(Stored data entries)
[Start of Attachment]

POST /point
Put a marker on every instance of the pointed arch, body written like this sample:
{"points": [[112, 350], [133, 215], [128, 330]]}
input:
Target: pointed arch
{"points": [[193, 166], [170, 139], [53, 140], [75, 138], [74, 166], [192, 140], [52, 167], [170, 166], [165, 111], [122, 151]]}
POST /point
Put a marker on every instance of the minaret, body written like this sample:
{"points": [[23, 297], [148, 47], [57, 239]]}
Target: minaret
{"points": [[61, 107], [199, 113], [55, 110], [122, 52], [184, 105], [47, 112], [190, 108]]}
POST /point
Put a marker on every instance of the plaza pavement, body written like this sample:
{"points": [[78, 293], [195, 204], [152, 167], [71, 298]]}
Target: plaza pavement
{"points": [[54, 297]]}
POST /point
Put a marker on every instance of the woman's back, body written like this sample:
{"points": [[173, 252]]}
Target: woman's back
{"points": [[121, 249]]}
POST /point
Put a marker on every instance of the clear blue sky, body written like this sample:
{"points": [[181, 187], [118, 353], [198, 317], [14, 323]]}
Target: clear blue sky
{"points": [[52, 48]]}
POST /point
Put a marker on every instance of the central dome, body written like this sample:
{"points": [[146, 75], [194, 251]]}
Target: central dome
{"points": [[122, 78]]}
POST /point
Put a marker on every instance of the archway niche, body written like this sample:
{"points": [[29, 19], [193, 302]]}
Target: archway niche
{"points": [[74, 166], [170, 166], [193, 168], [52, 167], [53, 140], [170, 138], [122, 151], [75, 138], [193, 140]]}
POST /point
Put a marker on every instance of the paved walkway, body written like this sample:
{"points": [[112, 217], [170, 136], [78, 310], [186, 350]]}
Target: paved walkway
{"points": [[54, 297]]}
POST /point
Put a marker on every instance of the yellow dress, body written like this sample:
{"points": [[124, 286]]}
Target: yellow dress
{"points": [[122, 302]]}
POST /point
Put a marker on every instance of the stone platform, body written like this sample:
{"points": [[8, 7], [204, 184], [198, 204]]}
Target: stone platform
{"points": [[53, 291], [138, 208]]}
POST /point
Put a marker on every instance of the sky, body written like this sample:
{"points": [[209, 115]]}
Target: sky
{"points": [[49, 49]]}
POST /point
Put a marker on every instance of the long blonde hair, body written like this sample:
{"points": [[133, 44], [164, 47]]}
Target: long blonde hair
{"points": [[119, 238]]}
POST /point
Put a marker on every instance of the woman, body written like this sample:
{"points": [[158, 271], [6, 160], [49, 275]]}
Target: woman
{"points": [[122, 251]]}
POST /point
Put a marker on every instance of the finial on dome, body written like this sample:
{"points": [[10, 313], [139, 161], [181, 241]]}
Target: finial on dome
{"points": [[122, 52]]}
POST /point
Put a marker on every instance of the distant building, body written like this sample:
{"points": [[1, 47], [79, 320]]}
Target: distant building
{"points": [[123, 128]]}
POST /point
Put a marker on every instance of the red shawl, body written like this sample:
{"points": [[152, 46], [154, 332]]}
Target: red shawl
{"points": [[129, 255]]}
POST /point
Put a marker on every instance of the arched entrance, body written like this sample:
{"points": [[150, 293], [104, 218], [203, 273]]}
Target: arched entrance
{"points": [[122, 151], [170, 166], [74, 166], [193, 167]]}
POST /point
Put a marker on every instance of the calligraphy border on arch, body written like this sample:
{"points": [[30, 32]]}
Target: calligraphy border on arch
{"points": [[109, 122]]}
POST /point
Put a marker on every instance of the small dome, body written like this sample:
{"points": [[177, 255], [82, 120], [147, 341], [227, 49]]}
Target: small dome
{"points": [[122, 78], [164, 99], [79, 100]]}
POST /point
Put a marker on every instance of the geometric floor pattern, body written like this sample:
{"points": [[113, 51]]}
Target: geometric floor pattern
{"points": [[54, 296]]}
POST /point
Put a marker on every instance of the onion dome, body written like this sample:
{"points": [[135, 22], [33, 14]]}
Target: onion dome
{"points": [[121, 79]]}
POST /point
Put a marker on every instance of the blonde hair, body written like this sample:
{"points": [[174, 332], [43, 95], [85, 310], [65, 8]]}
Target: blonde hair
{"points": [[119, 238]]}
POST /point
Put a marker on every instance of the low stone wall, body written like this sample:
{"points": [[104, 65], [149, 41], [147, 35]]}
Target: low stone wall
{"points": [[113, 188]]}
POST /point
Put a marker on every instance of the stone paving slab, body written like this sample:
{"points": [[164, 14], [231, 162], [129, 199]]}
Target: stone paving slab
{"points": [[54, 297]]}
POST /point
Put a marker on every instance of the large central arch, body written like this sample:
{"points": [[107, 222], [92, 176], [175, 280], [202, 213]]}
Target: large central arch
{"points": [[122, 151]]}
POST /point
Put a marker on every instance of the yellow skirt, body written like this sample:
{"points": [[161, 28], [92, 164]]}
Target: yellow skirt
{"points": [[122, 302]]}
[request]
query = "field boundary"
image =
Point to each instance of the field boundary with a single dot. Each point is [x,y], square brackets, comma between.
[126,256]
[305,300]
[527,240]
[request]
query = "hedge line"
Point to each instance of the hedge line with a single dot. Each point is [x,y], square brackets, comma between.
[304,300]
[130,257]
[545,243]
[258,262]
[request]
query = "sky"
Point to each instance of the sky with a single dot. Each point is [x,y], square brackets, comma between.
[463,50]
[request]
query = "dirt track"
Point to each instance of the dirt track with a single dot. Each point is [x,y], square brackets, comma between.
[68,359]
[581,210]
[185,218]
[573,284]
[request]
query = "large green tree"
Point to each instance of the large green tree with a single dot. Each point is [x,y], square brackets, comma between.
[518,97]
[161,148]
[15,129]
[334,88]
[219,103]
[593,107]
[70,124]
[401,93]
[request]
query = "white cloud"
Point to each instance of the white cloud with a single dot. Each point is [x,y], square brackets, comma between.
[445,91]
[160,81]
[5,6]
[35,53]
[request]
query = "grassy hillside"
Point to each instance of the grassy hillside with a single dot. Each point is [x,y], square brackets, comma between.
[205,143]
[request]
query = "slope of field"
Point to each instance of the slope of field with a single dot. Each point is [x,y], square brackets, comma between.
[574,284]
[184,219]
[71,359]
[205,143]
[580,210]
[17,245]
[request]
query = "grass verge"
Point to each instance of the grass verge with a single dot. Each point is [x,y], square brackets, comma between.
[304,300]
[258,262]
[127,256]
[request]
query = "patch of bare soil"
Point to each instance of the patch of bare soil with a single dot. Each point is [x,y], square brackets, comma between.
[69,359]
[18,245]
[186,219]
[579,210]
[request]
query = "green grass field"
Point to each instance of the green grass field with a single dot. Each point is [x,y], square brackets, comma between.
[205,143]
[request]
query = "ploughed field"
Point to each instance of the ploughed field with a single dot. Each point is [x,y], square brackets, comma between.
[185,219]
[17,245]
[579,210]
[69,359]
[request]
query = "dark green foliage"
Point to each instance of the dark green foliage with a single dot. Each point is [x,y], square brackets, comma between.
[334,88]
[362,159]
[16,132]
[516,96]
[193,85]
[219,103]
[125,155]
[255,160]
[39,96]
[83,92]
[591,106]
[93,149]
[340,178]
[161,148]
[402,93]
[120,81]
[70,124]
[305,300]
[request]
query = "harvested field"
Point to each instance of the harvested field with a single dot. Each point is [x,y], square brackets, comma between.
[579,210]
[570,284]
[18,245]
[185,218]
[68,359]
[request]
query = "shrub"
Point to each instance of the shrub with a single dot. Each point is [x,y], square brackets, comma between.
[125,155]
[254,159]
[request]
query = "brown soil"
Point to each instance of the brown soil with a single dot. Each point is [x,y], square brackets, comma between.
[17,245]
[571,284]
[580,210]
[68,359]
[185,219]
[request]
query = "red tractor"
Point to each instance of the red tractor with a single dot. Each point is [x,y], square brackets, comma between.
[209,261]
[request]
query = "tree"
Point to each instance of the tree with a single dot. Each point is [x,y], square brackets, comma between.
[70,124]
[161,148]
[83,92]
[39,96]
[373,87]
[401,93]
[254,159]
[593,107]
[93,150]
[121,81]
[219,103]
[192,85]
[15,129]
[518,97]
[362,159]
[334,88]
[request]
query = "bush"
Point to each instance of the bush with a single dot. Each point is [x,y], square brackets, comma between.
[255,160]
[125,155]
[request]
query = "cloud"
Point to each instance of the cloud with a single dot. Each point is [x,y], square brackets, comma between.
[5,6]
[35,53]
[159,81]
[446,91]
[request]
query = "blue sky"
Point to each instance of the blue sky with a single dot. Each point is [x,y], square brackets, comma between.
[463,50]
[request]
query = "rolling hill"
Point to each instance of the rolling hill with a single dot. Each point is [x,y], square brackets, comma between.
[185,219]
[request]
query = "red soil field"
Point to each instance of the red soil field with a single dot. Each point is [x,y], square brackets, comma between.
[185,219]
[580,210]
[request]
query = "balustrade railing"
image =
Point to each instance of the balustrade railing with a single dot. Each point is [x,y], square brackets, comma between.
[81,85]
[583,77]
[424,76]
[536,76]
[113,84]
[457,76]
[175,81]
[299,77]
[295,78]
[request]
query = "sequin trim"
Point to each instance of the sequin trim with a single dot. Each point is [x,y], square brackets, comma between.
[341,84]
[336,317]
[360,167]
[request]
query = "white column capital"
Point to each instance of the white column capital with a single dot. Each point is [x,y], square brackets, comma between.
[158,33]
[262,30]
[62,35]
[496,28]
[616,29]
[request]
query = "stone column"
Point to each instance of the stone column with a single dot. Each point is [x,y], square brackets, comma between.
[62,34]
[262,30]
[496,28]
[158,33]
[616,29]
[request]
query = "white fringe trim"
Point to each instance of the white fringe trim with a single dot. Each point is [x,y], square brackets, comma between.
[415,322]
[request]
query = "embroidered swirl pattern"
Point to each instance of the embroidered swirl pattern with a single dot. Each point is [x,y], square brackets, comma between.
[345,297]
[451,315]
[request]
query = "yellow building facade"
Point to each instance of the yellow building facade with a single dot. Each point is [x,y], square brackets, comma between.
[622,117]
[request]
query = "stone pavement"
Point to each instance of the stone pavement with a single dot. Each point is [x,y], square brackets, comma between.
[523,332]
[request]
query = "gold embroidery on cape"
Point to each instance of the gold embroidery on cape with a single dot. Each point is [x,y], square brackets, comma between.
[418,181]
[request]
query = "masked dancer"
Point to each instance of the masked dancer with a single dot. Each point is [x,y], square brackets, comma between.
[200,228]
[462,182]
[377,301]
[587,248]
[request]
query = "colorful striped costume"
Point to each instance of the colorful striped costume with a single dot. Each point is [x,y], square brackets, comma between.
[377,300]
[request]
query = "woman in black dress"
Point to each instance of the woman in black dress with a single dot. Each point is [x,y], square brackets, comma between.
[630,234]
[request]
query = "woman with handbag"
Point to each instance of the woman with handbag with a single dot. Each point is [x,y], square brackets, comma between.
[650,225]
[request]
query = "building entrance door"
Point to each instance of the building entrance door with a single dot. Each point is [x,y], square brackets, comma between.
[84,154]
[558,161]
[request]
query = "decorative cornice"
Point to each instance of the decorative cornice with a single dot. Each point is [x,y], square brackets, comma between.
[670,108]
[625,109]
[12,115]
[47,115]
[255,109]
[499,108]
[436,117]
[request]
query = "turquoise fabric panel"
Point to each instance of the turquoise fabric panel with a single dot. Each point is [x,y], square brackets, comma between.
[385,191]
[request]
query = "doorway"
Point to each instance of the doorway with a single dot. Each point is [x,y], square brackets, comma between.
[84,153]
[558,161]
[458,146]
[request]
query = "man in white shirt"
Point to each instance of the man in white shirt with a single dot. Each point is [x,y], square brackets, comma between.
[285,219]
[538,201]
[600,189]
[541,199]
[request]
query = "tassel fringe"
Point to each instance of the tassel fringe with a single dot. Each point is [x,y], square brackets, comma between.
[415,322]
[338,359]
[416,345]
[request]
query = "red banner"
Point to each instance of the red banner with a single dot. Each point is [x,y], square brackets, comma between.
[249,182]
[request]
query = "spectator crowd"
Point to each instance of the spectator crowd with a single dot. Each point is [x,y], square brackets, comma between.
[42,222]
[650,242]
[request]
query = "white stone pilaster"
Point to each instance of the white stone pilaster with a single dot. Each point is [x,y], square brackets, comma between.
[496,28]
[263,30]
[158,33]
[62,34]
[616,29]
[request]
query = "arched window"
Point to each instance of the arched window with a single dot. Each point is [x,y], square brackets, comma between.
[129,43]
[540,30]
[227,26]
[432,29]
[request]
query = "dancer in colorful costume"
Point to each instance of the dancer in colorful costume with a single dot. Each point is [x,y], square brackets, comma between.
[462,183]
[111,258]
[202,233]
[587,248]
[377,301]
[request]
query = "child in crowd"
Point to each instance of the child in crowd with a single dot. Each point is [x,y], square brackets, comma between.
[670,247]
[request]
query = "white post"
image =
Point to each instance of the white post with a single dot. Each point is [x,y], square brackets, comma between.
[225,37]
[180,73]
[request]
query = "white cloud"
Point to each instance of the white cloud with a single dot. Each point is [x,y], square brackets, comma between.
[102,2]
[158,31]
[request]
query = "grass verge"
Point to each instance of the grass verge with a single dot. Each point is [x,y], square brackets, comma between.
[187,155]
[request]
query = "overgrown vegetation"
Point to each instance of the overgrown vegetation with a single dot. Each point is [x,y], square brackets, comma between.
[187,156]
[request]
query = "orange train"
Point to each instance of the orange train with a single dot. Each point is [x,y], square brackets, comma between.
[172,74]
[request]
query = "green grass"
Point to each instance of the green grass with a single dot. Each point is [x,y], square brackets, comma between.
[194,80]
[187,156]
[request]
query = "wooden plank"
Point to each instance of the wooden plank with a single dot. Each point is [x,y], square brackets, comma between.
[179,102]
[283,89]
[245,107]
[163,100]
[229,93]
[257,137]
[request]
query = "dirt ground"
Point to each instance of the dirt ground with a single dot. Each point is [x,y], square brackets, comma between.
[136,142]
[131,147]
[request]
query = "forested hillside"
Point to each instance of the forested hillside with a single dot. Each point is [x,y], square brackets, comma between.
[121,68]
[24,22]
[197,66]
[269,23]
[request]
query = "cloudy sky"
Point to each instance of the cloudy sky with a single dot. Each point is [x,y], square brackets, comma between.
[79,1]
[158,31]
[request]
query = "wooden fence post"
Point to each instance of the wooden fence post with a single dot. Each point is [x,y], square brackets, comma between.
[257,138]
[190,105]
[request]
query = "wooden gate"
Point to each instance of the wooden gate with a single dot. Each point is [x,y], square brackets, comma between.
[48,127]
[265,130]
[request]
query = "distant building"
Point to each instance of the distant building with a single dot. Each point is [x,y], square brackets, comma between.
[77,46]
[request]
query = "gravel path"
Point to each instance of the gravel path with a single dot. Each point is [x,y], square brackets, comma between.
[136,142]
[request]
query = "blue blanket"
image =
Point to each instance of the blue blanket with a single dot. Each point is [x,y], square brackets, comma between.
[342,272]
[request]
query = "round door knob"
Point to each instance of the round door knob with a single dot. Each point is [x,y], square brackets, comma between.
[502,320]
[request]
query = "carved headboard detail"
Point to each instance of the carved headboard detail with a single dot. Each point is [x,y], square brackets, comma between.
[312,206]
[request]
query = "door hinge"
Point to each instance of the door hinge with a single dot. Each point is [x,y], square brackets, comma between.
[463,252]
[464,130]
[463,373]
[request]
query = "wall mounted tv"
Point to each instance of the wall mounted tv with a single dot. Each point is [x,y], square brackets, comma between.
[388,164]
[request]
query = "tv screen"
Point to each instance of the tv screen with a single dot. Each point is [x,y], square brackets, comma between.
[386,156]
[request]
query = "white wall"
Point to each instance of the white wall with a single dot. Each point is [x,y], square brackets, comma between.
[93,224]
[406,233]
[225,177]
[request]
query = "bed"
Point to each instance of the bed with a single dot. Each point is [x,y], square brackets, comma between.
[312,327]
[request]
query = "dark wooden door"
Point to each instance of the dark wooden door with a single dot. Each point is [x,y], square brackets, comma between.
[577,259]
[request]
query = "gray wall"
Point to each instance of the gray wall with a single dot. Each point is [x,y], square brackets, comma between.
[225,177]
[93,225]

[End of Attachment]

[Aim of the task]: Word for word, restate the entries from the first line to the line that has "Put a marker on every instance of the clear", both included, and nothing else.

[Your response]:
POST /point
Put a marker on every instance of the pointed arch, body written like this sample:
{"points": [[112, 350], [133, 215], [128, 330]]}
input:
Target: pointed arch
{"points": [[193, 166], [170, 139], [53, 140], [75, 138], [74, 166], [192, 140], [52, 167], [170, 166], [165, 111], [122, 151]]}
POST /point
Put a marker on every instance of the minaret, body written like this sample:
{"points": [[23, 297], [148, 47], [57, 239]]}
Target: minaret
{"points": [[61, 107], [199, 113], [55, 110], [122, 52], [184, 105], [47, 112], [190, 108]]}
POST /point
Put a marker on every instance of the plaza pavement, body written like this sample:
{"points": [[78, 293], [195, 204], [152, 167], [71, 298]]}
Target: plaza pavement
{"points": [[54, 297]]}
POST /point
Put a marker on every instance of the woman's back, body written like this sample:
{"points": [[173, 252]]}
Target: woman's back
{"points": [[121, 249]]}
POST /point
Put a marker on every instance of the clear blue sky, body written like this sample:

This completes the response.